### Task statement
The result should be an exact copy of the lines from the one with "of the green" through the last line of the data below, both included.

************

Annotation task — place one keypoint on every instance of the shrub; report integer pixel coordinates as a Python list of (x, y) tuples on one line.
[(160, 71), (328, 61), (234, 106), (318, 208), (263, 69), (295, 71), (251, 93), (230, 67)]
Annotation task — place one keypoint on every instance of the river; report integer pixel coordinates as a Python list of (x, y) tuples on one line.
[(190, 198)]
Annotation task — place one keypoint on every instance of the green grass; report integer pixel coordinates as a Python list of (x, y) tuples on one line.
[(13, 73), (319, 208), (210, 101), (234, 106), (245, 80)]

************

### Expected output
Annotation task — place one keypoint on every instance of the green grass; report integer pixel coordinates as a Python list of (x, y) tuples on one line.
[(13, 73), (319, 208), (210, 101), (234, 106), (245, 80)]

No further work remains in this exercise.